>>>

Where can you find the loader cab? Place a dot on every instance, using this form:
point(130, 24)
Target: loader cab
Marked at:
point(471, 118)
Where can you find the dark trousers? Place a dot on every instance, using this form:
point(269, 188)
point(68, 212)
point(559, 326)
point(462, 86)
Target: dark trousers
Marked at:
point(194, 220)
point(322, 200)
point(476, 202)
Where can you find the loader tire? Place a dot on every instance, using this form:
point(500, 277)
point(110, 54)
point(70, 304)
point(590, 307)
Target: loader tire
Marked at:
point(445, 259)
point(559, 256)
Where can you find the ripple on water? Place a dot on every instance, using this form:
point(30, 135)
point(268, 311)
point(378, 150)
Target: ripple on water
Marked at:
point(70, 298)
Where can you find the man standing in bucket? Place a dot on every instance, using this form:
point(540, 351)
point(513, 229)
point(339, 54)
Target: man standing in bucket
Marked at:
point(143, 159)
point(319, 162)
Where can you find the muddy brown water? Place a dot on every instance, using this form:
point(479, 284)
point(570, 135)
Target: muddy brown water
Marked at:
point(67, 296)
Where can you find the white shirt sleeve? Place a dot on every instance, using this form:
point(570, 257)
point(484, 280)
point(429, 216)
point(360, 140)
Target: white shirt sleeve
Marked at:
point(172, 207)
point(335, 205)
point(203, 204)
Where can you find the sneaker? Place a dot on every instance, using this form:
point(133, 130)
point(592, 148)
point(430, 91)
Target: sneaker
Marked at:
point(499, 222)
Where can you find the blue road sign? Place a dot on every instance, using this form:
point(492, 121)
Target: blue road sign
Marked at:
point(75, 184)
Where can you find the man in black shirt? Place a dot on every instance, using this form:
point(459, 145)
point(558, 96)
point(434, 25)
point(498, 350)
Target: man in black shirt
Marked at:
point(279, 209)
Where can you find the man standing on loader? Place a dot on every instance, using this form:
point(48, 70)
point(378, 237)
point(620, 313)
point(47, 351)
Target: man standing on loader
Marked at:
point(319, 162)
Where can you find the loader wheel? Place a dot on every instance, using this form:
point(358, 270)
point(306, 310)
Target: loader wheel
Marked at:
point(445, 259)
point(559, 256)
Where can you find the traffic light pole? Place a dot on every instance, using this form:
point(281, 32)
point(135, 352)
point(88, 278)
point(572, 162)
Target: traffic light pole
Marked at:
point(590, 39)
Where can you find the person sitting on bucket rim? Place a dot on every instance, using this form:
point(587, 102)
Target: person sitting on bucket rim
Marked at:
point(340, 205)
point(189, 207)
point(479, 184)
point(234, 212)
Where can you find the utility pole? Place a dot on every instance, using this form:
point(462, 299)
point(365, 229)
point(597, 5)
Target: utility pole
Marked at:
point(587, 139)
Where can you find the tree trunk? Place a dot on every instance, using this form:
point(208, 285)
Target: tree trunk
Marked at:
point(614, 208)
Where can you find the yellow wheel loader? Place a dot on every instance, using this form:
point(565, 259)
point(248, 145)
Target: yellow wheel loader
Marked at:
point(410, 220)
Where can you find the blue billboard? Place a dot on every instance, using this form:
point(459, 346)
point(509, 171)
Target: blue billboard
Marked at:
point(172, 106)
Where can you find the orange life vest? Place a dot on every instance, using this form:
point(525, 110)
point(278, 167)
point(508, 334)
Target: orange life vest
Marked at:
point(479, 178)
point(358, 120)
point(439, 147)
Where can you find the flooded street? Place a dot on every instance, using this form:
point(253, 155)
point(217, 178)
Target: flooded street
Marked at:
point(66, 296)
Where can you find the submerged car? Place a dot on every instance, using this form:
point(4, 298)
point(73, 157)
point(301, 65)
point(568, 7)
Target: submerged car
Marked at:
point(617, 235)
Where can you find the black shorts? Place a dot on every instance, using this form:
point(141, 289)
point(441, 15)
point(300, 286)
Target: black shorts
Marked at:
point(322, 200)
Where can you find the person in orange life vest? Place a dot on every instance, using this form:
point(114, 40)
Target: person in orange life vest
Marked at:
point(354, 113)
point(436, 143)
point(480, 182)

<<<

• **Task description**
Only one number is wanted: how many lines of the listing above hold the word "water".

• **Task response**
4